**Required task:**
Transcribe verbatim every line from the line containing "In this photo, where can the bear's mouth" to the end of the entries, including both endpoints. Output nothing beyond those lines.

Point labeling dataset excerpts:

◆ ◆ ◆ ◆ ◆

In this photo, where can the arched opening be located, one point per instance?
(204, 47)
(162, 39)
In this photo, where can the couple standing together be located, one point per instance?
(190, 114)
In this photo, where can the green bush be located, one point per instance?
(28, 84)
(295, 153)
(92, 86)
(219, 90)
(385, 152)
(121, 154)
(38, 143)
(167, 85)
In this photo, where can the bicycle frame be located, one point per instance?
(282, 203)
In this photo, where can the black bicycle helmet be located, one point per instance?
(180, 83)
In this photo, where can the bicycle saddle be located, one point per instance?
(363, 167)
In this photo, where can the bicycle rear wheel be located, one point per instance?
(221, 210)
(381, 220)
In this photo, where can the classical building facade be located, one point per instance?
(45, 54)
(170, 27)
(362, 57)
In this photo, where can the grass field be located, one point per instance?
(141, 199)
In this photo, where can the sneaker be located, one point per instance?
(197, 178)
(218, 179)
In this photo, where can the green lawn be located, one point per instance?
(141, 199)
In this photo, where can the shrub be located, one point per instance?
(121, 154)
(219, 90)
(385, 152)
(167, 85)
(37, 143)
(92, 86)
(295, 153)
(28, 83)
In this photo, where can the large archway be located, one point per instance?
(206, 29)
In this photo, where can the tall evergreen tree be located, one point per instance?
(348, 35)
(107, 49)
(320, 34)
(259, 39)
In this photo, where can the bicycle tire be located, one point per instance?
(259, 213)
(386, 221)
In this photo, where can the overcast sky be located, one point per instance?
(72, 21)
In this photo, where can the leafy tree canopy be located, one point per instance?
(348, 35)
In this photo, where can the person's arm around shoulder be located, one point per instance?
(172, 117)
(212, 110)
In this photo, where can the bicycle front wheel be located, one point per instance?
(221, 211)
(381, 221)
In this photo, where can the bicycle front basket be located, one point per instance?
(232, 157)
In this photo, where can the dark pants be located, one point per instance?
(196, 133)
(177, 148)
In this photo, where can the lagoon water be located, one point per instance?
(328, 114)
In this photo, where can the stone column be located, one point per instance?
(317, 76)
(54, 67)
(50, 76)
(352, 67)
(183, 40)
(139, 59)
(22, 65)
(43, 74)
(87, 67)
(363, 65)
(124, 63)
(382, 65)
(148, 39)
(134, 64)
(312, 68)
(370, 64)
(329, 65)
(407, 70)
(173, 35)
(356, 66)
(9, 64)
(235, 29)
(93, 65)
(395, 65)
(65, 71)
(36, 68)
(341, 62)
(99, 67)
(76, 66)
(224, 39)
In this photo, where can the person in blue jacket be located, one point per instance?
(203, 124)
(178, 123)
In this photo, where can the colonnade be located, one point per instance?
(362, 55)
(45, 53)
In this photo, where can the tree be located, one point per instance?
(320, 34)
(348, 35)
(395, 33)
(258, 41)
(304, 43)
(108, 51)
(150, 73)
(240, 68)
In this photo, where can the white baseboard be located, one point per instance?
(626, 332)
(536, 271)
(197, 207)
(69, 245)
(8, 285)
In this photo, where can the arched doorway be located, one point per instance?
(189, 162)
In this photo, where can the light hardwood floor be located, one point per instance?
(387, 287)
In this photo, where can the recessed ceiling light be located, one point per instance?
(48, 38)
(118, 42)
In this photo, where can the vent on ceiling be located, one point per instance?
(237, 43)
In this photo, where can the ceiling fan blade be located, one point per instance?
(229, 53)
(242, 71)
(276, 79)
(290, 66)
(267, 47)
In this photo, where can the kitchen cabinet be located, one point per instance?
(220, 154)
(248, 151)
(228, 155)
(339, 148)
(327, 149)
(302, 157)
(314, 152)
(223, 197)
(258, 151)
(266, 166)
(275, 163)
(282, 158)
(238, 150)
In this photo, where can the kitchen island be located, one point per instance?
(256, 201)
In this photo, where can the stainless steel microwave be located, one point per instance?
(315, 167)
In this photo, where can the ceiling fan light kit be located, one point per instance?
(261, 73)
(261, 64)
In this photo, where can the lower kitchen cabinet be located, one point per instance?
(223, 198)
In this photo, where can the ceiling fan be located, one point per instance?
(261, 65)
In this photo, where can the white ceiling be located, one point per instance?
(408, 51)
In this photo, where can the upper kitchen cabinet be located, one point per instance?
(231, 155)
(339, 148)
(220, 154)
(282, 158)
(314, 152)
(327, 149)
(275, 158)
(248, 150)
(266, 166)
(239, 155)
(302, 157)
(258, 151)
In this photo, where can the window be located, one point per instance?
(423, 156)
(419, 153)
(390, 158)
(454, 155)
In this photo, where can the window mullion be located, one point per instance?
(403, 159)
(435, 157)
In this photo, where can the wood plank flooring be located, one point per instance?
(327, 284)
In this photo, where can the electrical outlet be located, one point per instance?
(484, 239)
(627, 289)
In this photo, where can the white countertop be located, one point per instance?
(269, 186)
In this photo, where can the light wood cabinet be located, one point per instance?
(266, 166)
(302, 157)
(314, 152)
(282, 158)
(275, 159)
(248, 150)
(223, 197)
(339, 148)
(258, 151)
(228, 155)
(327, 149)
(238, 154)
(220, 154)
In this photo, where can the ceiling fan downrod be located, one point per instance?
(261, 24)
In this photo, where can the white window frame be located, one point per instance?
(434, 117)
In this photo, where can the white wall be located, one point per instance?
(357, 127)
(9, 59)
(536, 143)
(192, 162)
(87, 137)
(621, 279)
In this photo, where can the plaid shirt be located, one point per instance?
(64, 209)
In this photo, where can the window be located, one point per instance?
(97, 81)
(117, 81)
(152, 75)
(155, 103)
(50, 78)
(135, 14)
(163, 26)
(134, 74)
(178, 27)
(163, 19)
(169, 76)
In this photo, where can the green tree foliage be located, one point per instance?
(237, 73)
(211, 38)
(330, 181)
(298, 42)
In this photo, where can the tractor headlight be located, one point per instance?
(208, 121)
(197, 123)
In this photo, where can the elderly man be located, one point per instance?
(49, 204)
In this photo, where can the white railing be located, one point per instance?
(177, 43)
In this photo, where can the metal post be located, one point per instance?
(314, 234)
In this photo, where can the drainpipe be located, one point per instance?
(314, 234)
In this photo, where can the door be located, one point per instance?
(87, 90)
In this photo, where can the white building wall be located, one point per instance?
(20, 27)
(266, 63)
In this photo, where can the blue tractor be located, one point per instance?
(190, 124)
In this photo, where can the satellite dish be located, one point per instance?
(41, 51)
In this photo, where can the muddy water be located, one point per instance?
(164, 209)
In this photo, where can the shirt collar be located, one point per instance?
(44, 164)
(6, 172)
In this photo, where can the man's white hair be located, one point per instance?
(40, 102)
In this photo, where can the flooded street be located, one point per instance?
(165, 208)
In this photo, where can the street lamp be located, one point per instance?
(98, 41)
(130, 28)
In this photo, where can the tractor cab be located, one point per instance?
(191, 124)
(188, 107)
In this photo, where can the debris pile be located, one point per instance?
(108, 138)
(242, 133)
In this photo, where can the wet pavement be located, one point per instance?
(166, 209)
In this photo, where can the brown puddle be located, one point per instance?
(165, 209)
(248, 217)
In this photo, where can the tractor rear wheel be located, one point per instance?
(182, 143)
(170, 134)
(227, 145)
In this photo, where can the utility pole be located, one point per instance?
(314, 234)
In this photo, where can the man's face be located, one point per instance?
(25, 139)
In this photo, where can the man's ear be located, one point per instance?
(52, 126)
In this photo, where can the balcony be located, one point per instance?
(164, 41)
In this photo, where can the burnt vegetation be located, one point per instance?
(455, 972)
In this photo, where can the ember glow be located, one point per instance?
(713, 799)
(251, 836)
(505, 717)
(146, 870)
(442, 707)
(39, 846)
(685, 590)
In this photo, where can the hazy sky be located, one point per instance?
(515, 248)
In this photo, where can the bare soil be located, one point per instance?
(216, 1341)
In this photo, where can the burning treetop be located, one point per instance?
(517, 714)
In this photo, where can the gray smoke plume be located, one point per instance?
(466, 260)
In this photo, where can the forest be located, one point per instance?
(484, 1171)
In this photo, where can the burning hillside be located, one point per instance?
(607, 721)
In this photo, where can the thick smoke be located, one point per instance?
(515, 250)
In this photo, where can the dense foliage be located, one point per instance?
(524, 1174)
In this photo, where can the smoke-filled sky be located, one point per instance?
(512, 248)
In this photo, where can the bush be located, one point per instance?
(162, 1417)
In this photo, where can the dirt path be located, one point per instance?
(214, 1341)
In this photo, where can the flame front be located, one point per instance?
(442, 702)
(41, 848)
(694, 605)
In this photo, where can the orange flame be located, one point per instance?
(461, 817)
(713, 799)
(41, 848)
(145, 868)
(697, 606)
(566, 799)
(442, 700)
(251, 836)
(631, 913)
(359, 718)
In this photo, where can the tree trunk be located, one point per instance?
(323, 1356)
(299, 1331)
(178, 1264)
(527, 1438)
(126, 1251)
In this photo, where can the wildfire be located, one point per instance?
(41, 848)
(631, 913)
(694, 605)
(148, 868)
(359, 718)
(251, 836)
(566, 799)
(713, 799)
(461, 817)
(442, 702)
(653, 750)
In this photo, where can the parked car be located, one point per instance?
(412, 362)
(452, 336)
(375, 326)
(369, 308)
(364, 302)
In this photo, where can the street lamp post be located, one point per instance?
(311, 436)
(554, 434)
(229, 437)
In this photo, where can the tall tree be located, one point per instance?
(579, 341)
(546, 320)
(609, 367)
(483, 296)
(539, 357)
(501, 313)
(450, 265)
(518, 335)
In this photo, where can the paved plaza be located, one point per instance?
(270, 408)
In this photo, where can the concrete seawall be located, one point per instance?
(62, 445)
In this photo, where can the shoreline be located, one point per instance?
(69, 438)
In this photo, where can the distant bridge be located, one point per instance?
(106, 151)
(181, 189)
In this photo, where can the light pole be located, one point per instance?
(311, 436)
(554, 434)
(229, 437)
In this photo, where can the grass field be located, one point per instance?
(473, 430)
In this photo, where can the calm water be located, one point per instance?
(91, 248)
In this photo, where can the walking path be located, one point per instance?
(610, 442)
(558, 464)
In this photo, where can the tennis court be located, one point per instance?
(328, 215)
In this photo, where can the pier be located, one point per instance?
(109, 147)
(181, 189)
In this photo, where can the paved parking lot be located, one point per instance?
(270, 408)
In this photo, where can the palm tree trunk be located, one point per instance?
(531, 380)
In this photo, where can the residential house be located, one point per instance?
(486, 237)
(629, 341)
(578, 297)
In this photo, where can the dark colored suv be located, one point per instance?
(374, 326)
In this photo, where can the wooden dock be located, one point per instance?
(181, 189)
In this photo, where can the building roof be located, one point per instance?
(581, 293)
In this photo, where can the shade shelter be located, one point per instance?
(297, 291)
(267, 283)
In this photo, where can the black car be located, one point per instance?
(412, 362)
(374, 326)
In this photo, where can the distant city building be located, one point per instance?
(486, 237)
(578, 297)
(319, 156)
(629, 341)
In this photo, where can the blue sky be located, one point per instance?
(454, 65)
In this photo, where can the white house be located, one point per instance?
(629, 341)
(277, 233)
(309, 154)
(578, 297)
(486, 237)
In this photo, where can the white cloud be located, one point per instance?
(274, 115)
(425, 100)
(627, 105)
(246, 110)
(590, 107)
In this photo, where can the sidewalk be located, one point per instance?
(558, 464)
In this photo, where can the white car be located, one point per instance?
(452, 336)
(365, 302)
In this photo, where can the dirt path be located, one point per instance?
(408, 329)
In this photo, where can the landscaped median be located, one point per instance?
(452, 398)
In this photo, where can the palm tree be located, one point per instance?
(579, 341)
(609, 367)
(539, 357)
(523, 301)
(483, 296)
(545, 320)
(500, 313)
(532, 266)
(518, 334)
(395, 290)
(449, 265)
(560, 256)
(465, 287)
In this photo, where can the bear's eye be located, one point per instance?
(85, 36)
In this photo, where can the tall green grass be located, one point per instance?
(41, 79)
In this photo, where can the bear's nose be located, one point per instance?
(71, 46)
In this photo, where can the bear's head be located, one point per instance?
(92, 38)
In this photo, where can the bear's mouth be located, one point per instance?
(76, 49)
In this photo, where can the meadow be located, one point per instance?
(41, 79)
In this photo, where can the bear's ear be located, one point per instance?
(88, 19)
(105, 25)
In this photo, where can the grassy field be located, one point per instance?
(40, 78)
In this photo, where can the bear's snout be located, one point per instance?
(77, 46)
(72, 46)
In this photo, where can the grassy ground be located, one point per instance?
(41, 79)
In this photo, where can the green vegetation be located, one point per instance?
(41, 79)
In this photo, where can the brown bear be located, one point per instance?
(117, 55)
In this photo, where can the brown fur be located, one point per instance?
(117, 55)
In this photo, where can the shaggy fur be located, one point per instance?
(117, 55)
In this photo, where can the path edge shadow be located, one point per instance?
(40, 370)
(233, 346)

◆ ◆ ◆ ◆ ◆

**Reply to the exercise:**
In this photo, where can the bear's mouth be located, one point per instance?
(76, 49)
In this photo, where can the meadow be located, one point per instance?
(41, 79)
In this photo, where can the bear's ear be located, one point per instance?
(88, 19)
(105, 25)
In this photo, where can the grassy field be located, one point per instance?
(40, 78)
In this photo, where can the bear's snout be located, one point per instance?
(77, 46)
(72, 46)
In this photo, where can the grassy ground be located, one point per instance?
(41, 79)
In this photo, where can the green vegetation be located, one point per instance?
(41, 79)
In this photo, where can the brown bear be located, one point per instance?
(117, 55)
In this photo, where can the brown fur be located, one point per instance?
(117, 55)
In this photo, where can the shaggy fur be located, one point per instance?
(117, 55)
In this photo, where can the path edge shadow be located, one point per instance?
(40, 370)
(233, 346)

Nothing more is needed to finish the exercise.